§ **EXERCISE OBJECTIVE**: Rewrite only the lines starting at the top of the rows and ending at the line that holds "[321, 70, 371, 107]", both included, requests and all, and shift every bounding box coordinate in the answers by -33 while keeping the numbers in the requests and their sample boxes unchanged. Leave the pictures out.

Data pulled from a collection:

......

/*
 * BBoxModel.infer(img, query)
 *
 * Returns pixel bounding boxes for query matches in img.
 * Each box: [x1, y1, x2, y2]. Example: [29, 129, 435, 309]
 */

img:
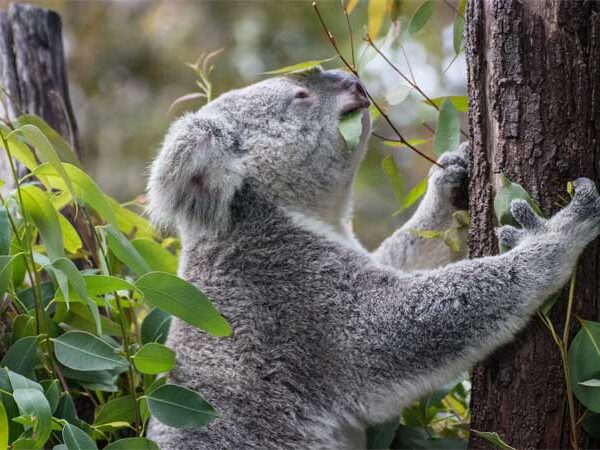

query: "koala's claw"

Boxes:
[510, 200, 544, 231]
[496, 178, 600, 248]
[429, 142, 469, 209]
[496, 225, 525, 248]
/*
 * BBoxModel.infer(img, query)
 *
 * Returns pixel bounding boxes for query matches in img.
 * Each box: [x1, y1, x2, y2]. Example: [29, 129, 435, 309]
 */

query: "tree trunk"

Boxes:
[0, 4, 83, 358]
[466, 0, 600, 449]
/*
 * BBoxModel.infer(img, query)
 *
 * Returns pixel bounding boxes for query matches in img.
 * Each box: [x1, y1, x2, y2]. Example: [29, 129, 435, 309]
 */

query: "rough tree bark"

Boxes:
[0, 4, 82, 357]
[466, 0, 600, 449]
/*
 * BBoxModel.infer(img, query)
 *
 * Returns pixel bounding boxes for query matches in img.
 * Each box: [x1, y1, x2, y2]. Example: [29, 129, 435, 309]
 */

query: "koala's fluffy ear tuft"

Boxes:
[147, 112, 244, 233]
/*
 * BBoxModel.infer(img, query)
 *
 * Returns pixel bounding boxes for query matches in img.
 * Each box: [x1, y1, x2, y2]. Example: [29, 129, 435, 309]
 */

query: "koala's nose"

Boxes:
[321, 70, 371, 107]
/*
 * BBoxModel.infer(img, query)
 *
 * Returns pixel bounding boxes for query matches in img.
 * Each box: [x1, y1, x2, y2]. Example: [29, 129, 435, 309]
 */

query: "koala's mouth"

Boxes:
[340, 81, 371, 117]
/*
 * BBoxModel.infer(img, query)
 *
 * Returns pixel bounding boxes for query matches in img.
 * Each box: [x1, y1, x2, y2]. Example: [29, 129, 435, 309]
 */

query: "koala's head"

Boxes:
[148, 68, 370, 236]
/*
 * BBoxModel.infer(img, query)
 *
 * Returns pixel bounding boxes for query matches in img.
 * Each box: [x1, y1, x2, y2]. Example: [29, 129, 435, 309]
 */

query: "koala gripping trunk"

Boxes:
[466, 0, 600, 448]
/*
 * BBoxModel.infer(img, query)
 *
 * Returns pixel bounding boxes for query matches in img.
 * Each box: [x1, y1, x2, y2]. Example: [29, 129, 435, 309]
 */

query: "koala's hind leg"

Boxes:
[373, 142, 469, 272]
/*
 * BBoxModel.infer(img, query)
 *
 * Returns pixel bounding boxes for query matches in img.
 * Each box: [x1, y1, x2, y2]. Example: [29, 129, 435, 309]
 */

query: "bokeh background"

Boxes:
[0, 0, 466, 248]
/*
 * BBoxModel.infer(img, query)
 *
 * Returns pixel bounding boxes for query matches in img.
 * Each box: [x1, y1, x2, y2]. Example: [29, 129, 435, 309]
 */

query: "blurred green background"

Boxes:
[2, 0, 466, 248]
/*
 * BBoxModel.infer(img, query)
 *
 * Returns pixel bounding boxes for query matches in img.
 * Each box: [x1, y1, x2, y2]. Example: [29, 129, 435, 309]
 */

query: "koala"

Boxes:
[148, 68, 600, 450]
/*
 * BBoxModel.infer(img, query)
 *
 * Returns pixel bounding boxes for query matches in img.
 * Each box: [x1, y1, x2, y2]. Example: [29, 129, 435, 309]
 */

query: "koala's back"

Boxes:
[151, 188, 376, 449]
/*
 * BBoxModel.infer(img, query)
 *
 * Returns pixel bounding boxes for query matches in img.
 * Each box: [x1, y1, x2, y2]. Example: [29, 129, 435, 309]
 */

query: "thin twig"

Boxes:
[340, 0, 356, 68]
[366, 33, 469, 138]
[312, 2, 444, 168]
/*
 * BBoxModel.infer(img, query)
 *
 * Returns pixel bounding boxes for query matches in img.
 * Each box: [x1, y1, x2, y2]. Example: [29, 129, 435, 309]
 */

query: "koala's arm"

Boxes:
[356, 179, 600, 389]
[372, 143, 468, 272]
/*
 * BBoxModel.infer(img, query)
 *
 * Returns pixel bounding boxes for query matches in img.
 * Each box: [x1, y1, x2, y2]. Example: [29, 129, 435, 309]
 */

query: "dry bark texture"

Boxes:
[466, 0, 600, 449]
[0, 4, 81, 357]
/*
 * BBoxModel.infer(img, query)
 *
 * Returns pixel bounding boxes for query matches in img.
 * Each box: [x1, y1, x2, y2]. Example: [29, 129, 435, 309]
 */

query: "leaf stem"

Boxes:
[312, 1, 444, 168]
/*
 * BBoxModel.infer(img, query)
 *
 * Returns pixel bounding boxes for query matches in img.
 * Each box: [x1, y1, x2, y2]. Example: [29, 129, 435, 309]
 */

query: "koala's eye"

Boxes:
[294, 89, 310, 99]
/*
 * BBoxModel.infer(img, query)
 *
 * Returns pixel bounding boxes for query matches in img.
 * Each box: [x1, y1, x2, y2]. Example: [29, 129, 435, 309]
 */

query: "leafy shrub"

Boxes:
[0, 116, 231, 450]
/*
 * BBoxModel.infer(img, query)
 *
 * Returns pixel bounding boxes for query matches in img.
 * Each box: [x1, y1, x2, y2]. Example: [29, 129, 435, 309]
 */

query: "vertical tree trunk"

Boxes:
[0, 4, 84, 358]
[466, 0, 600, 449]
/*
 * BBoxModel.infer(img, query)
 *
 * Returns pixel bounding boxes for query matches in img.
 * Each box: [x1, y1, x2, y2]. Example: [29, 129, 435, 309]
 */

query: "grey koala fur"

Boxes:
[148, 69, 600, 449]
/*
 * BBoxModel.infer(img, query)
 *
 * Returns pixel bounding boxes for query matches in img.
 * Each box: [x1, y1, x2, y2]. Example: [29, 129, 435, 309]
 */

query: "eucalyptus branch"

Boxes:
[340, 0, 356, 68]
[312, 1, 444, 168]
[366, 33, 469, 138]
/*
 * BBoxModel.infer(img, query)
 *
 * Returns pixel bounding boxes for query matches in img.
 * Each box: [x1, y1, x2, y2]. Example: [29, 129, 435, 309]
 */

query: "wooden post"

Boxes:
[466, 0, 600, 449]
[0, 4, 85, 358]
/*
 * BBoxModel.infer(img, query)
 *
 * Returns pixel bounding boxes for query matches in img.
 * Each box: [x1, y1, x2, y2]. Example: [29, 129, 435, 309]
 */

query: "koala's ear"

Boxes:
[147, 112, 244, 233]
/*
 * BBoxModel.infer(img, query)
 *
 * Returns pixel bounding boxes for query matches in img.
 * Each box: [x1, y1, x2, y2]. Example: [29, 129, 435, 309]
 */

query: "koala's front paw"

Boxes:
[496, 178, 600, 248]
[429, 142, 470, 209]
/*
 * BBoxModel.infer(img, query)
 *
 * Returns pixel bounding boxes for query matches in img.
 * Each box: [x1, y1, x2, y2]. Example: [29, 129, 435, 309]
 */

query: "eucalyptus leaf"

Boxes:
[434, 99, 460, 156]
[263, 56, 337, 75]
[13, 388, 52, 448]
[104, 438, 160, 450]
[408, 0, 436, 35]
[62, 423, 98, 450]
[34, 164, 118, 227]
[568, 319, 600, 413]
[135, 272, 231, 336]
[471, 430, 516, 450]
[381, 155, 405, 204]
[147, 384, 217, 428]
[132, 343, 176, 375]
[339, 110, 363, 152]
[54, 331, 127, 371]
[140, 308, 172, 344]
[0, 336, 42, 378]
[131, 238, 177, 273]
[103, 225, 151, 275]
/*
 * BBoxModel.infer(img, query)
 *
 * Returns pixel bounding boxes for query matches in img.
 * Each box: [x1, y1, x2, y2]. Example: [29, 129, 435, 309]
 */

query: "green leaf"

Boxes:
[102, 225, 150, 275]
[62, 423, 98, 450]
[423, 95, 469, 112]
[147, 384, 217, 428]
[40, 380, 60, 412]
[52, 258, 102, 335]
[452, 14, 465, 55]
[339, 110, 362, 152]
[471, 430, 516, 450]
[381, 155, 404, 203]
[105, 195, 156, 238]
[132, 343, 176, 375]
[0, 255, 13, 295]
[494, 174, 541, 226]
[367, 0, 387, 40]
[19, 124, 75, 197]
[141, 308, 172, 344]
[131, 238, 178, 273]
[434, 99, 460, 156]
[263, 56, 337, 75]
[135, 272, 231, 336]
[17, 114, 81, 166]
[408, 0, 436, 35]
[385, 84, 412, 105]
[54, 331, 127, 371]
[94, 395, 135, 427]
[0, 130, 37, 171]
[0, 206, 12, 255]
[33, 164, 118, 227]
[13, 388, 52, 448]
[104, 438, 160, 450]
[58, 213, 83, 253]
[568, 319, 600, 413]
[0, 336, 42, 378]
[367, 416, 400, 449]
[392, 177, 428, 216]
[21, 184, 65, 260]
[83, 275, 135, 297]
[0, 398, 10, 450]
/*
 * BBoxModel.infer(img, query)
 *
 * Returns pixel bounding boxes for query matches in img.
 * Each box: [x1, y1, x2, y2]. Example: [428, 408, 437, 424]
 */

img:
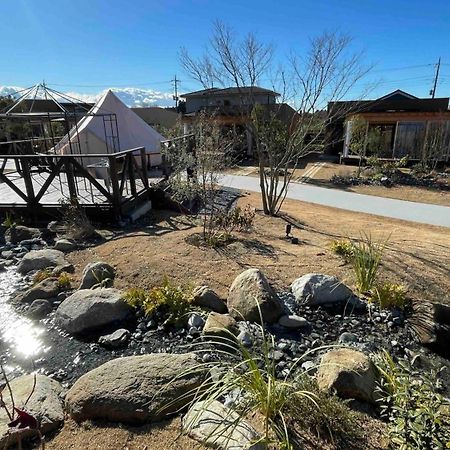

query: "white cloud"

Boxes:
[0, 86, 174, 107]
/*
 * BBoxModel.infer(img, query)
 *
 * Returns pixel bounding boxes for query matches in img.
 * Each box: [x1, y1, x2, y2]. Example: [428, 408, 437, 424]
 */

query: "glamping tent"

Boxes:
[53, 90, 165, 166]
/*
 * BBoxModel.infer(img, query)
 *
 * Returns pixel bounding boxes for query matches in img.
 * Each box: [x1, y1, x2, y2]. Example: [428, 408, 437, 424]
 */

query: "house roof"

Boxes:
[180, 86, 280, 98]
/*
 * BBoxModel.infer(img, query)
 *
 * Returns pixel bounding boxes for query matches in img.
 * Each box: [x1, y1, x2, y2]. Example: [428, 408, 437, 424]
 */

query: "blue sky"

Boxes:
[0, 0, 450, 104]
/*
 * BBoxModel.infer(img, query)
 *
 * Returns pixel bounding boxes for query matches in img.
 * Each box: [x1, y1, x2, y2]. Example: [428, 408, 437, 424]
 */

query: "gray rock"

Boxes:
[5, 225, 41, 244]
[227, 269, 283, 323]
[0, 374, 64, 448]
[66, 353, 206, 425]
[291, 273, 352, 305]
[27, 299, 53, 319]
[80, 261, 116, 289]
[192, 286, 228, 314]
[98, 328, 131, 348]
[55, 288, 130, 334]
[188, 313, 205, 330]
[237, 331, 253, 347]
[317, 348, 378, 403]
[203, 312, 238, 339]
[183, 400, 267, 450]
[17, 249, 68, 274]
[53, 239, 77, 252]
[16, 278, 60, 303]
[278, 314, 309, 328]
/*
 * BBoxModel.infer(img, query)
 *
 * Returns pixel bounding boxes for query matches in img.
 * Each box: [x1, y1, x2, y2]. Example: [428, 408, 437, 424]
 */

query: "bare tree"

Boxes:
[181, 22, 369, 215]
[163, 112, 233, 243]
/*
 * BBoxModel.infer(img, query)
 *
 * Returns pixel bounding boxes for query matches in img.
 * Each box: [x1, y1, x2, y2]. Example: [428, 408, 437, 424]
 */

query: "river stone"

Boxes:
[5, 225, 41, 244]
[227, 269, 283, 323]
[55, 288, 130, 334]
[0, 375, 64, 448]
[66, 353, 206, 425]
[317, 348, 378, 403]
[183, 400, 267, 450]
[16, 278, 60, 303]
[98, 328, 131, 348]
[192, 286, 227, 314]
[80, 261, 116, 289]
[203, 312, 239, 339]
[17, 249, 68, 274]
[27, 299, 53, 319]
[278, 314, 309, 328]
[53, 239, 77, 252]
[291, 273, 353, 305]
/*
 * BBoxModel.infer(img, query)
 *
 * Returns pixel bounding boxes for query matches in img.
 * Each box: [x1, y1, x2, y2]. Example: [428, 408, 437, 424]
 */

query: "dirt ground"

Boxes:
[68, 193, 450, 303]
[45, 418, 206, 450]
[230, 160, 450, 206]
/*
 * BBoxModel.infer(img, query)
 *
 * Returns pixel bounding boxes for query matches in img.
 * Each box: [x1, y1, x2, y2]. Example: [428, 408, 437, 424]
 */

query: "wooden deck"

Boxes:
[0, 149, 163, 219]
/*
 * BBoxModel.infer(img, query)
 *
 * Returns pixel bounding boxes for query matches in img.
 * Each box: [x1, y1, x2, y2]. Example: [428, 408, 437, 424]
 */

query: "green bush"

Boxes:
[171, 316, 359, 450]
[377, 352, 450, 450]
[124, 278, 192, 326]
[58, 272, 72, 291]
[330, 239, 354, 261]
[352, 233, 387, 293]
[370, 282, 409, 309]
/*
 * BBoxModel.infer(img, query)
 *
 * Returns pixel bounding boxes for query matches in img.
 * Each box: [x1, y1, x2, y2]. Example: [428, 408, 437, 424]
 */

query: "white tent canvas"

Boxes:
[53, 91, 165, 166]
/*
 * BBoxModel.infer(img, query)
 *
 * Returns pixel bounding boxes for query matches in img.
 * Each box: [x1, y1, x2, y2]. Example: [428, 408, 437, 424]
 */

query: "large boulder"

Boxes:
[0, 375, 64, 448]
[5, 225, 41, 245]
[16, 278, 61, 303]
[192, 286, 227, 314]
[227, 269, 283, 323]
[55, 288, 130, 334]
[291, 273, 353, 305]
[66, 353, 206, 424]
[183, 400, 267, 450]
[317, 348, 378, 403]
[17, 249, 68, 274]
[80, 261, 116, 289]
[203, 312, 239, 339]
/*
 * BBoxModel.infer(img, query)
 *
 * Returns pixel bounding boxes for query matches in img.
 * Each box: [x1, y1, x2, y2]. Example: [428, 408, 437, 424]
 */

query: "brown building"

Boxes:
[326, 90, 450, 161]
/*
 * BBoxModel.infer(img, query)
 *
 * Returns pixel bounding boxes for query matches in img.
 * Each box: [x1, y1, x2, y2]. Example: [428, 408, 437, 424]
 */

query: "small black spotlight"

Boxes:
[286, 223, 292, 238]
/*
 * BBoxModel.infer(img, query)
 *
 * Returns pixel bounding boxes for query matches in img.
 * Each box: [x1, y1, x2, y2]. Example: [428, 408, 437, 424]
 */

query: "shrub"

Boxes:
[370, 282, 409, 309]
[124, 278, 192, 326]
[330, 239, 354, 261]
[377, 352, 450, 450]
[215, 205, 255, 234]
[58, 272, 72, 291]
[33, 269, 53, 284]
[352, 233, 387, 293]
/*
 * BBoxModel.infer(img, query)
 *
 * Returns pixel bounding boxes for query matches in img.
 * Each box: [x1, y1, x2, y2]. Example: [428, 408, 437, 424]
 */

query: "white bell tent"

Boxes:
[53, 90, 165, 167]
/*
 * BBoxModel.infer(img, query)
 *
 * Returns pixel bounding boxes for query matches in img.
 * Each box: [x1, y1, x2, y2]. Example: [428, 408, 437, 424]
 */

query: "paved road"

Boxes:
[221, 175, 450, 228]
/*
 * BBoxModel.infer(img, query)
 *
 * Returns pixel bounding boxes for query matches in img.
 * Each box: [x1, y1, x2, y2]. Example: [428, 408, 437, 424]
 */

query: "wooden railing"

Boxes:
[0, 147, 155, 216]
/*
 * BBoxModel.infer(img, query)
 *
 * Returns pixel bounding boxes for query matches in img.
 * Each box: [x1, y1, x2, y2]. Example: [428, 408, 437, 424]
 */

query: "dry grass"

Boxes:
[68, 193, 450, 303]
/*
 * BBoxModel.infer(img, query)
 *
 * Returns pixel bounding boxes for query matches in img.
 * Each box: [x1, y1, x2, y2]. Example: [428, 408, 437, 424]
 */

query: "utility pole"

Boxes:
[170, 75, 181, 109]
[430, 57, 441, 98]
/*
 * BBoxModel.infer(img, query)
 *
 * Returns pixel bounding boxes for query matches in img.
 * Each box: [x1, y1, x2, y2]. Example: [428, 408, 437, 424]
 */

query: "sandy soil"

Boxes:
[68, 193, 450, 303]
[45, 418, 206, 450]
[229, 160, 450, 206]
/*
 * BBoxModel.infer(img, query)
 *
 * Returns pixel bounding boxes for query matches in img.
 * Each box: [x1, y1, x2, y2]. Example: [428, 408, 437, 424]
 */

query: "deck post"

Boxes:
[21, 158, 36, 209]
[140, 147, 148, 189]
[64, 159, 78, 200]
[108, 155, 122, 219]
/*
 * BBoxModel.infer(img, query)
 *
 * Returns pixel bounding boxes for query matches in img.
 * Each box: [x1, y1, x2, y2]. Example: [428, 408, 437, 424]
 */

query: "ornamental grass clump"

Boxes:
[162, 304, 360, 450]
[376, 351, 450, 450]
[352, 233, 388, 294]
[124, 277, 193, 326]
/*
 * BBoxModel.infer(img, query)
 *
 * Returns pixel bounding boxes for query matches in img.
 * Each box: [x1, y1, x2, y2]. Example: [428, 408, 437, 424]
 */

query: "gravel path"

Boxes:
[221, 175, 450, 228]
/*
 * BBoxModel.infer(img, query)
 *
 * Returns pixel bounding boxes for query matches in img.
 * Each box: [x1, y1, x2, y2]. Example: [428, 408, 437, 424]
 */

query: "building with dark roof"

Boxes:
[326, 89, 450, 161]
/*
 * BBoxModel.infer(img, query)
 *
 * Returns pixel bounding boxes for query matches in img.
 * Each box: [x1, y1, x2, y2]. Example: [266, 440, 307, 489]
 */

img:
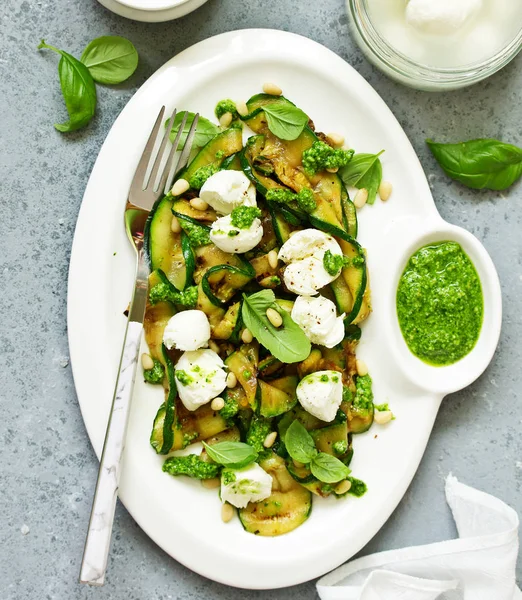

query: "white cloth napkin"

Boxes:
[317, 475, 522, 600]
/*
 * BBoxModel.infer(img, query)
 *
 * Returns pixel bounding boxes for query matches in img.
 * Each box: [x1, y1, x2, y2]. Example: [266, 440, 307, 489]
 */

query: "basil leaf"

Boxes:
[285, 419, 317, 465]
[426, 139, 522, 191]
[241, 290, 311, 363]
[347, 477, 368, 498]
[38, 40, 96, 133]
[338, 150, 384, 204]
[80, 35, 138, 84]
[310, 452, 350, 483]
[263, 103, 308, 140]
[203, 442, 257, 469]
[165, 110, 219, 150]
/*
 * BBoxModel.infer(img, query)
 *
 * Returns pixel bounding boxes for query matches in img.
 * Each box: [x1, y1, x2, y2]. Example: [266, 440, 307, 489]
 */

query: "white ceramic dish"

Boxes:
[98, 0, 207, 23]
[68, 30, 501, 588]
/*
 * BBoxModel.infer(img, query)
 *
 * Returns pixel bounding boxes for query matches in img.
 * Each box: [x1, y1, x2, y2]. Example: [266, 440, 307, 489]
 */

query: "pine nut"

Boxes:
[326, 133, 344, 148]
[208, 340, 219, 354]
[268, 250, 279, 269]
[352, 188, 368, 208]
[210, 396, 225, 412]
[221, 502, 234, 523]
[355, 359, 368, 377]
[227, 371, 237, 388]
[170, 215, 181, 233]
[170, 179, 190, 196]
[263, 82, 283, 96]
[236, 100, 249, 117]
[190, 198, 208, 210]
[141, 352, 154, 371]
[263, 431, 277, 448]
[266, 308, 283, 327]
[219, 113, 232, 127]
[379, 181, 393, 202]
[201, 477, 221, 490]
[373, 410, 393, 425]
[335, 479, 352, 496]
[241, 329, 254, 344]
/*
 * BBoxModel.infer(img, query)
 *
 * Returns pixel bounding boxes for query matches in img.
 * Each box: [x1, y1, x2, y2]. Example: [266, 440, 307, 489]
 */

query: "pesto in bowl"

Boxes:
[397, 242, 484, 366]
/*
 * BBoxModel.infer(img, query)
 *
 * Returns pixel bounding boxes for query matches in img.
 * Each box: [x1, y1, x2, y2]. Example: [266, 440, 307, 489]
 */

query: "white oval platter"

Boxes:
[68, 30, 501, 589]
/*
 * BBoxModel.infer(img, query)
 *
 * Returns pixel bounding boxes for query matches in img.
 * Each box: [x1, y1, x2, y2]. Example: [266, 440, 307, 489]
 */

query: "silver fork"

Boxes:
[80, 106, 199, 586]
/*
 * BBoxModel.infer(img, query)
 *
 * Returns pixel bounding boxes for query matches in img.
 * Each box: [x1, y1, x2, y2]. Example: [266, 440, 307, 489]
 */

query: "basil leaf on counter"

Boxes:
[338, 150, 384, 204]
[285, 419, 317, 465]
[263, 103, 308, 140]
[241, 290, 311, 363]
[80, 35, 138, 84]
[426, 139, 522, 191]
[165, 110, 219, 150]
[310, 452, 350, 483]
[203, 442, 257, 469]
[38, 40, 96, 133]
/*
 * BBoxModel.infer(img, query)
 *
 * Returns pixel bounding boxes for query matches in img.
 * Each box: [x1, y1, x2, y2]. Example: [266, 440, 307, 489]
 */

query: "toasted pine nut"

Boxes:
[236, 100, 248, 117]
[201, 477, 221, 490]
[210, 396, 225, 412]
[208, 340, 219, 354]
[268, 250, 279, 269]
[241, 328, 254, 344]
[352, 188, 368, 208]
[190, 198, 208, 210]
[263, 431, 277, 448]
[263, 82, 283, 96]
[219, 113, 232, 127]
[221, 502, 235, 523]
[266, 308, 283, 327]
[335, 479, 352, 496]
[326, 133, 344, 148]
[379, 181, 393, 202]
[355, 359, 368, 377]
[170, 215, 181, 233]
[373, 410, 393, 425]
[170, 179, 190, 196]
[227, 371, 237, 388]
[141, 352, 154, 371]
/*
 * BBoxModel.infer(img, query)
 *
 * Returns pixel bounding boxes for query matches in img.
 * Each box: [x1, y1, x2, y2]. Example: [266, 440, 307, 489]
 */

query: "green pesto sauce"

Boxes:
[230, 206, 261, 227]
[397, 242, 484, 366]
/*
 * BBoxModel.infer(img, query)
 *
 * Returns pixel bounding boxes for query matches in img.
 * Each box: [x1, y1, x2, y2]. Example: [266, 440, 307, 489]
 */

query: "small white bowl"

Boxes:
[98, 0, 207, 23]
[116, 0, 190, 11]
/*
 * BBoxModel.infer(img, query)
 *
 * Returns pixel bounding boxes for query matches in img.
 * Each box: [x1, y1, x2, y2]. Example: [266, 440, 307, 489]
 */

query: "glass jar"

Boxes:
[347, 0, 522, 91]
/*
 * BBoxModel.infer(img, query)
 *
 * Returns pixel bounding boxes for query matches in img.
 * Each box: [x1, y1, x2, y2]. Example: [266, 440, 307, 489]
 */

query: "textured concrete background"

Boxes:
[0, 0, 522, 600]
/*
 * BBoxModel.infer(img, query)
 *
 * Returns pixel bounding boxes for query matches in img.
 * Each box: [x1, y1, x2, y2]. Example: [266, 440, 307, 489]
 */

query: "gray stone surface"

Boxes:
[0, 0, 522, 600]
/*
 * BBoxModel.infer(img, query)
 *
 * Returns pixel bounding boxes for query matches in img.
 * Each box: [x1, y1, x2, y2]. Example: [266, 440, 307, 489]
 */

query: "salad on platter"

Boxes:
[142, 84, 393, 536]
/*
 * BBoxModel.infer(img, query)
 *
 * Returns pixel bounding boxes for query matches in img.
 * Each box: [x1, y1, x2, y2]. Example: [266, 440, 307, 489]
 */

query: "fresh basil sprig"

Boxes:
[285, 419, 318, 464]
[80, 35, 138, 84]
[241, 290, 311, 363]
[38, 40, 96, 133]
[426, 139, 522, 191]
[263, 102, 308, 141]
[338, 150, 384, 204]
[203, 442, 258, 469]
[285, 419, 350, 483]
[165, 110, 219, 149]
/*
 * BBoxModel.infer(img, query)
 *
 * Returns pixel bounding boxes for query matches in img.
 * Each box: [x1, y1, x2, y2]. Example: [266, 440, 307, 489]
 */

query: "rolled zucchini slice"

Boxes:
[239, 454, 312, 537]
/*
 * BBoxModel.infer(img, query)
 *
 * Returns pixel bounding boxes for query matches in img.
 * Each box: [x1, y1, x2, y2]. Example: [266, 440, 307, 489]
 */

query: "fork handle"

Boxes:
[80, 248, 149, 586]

......

§ **RESULT OF THIS TASK**:
/*
 * BBoxModel.infer(img, query)
 *
 * Returns pixel bounding boxes for query matches in img.
 * Each box: [x1, y1, x2, y2]. Example: [29, 129, 435, 309]
 */

img:

query: "koala's claw"

Boxes:
[477, 167, 511, 198]
[463, 145, 567, 215]
[396, 109, 436, 176]
[463, 192, 492, 215]
/*
 * BBoxModel.infer(img, query)
 *
 * Returns pixel bounding boxes for query matches in img.
 * Each box: [x1, y1, x2, y2]. Example: [29, 129, 435, 309]
 */

query: "tree trunk"

Boxes:
[-33, -29, 50, 325]
[433, -33, 567, 416]
/*
 * BBoxModel.infer(img, query)
 *
 * Returns pixel bounding boxes for query matches in img.
 * Each box: [x1, y1, x2, y2]. Example: [29, 129, 435, 309]
 */

query: "rough tree bark"

Boxes:
[-33, -29, 49, 324]
[433, -33, 567, 416]
/*
 * BBoxModel.infer(img, query)
 *
 * Returns pixel bounding boxes for query matches in img.
 * Each box: [x1, y1, x2, y2]. Example: [29, 129, 435, 309]
 */

query: "koala's fluffy ear tuft"

Boxes:
[114, 79, 211, 200]
/*
 * BBoxModel.infer(img, query)
 *
 * Returns pixel bounding boxes for query matches in img.
 * Each box: [x1, y1, x2, y2]. Example: [29, 129, 435, 309]
 */

query: "koala's nose"

Boxes:
[288, 37, 338, 74]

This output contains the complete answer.